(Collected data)
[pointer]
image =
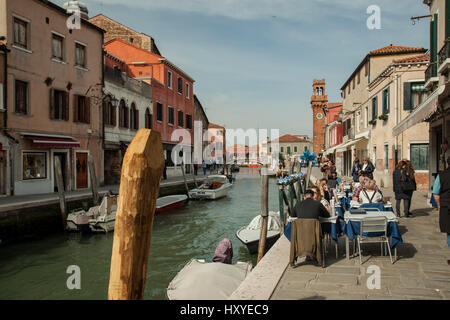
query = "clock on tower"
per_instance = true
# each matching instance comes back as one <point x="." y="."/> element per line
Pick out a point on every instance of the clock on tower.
<point x="319" y="102"/>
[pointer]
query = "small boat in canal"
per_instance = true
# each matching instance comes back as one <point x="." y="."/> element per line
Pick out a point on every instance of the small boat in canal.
<point x="214" y="187"/>
<point x="170" y="202"/>
<point x="97" y="219"/>
<point x="217" y="280"/>
<point x="249" y="235"/>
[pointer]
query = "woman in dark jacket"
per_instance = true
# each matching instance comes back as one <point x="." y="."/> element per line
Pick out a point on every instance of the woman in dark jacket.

■ **TASK TO COMPLETE**: A word-for-word copy of all the data is required, minus the pictures.

■ **OUTPUT FOR THIS TASK**:
[pointer]
image =
query = "clock on tower"
per_instance = true
# each matching instance comes back as one <point x="." y="."/> element per line
Pick out a point on every instance of the clock on tower.
<point x="319" y="102"/>
[pointer]
query = "small boat in canal"
per_instance = true
# each matching instance comes back as one <point x="." y="."/> element per line
Pick out a point on every instance of the small boat in canal.
<point x="214" y="187"/>
<point x="170" y="202"/>
<point x="97" y="219"/>
<point x="217" y="280"/>
<point x="249" y="235"/>
[pointer]
query = "woman in dark jacket"
per_instance = true
# each matching instance comes back as one <point x="." y="."/> element per line
Pick out a point on every instance of the woman in dark jacket.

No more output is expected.